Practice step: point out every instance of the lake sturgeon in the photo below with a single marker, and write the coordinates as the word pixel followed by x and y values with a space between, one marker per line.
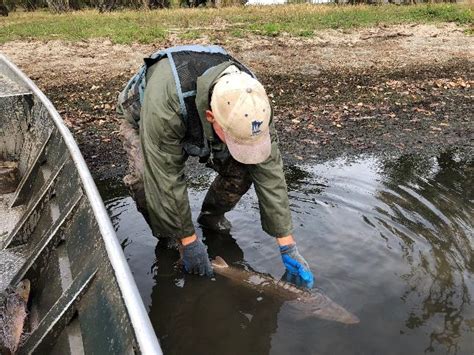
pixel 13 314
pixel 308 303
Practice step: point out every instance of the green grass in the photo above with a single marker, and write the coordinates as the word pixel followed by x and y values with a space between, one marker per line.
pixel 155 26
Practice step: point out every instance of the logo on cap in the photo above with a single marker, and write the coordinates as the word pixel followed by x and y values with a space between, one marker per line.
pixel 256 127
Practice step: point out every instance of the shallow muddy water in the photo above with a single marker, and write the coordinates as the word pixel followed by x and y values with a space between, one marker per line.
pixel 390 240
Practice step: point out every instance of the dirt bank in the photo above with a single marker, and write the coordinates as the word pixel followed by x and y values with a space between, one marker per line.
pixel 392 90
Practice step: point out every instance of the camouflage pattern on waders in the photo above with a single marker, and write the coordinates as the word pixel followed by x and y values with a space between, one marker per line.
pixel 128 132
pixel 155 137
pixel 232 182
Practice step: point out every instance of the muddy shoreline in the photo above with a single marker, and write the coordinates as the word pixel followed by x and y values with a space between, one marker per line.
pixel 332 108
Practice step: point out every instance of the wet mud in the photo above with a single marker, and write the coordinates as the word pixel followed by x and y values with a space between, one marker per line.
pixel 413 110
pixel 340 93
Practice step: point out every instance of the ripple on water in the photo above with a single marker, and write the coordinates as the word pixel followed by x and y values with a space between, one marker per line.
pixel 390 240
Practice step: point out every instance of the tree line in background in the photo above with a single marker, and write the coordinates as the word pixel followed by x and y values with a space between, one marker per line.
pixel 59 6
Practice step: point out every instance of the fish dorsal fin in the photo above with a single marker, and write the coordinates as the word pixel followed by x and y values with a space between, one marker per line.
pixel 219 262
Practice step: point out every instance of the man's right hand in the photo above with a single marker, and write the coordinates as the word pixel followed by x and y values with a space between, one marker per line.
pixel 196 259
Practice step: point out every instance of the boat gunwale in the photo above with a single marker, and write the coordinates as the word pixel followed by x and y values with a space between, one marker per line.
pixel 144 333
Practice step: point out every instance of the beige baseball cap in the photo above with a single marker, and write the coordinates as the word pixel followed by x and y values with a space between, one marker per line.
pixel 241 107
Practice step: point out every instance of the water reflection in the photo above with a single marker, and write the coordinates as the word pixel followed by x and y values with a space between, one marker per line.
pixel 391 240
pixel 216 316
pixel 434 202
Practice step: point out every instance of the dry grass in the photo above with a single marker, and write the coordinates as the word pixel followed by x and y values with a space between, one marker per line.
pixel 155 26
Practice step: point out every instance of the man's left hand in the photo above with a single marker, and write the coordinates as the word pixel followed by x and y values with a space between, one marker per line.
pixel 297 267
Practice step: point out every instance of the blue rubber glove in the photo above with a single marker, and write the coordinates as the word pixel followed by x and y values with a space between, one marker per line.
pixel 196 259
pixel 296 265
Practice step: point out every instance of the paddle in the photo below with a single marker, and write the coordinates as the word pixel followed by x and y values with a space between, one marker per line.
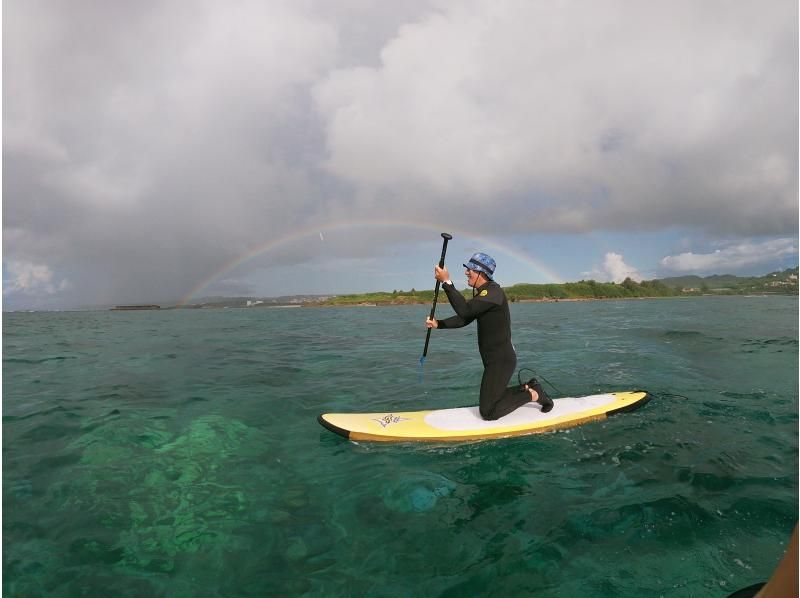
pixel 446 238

What the exercise asks
Output all the lines above as a Markdown table with the columns Row and Line, numbering each row and skipping blank lines. Leave the pictures out.

Written response
| Row | Line |
|---|---|
| 1 | Practice step: point out every instance of the lake sturgeon in the photo below with a single marker, and write the coordinates as the word pixel followed by x and y values with a space between, one marker per line. |
| 2 | pixel 13 314 |
| 3 | pixel 308 303 |
| 4 | Practice step: point out every instance of the green grass in the photo above with a single marker, and write the coordinates as the word pixel followed by x and y values with a space between, one marker per line. |
| 5 | pixel 155 26 |
| 6 | Practice step: point out every instance of the logo on cap in the photo above with a single marker, and write the coordinates as the word pixel followed by x and y values with a space between, one marker per line. |
| 7 | pixel 256 127 |
| 8 | Practice step: point out every instance of the shallow muddy water in the photo above with a single marker, and write the coordinates as the word pixel followed by x and y values with a space between, one marker per line. |
| 9 | pixel 390 240 |
| 10 | Practice step: point out every instance of the dirt bank in the photo above with a single marker, and write the coordinates as the word pixel followed by x and y values with a space between, one marker per line. |
| 11 | pixel 392 90 |
| 12 | Practice step: point out every instance of the camouflage pattern on waders in the photo above with a single marker, and write the coordinates as the word pixel followed by x and y values with a space between, one marker per line. |
| 13 | pixel 128 132 |
| 14 | pixel 155 137 |
| 15 | pixel 232 182 |
| 16 | Practice step: point out every instance of the muddy shoreline in the photo above with a single marker, and write the coordinates as the word pixel followed by x and y values with a space between, one marker per line. |
| 17 | pixel 332 108 |
| 18 | Practice step: point out every instance of the wet mud in the photo above with a single marker, and write the coordinates as the word pixel followed by x and y values with a space between, one marker per line. |
| 19 | pixel 413 110 |
| 20 | pixel 340 93 |
| 21 | Practice step: point out every instance of the ripple on water in the photo above with a single marker, and write the coordinates as the word pixel followed by x and y values with a space between, one marker per line. |
| 22 | pixel 390 240 |
| 23 | Practice step: point out every instance of the tree line in background in the photo above with a single marker, and write the coordinates as the word pixel followed by x and y values with a space between, one marker per line. |
| 24 | pixel 59 6 |
| 25 | Practice step: point out every instance of the fish dorsal fin in the photo above with a single marker, and write the coordinates as the word pixel followed by x and y values with a space between, one marker per line. |
| 26 | pixel 219 262 |
| 27 | Practice step: point out every instance of the man's right hand in the photo above with a single marker, and write the coordinates as the word pixel followed by x and y values with a space between, one marker per line. |
| 28 | pixel 196 259 |
| 29 | Practice step: point out every instance of the boat gunwale in the photo above with a single marker, and write the coordinates as the word pixel followed by x and y values with a space between, one marker per line. |
| 30 | pixel 144 333 |
| 31 | Practice step: point out every instance of the beige baseball cap in the photo above with a single marker, and write the coordinates as the word pixel followed by x and y values with a space between, one marker per line. |
| 32 | pixel 241 107 |
| 33 | Practice step: point out every instance of the water reflection in the photo above with a single marker, and write the coordinates as the word pixel followed by x and y values with a space between, one marker per line. |
| 34 | pixel 391 240 |
| 35 | pixel 216 316 |
| 36 | pixel 434 202 |
| 37 | Practice step: point out every instance of the dry grass in the photo above with a single marker, and write the coordinates as the word pixel followed by x and y values with a space between, one marker per line. |
| 38 | pixel 155 26 |
| 39 | Practice step: point out every instance of the man's left hand in the photo above with a single marker, and write the coordinates as the word pixel followed by x and y values with a space between, one marker per line. |
| 40 | pixel 297 267 |
| 41 | Practice step: point out every instance of the blue rubber glove in the photo above with a single marker, and write the coordinates as the word pixel followed by x and y values with a space between, one marker per line. |
| 42 | pixel 196 259 |
| 43 | pixel 296 265 |
| 44 | Practice step: point out every instance of the paddle in the photo below with a single marker, and write the coordinates as the word pixel followed by x and y values with a space between, one marker per line. |
| 45 | pixel 446 238 |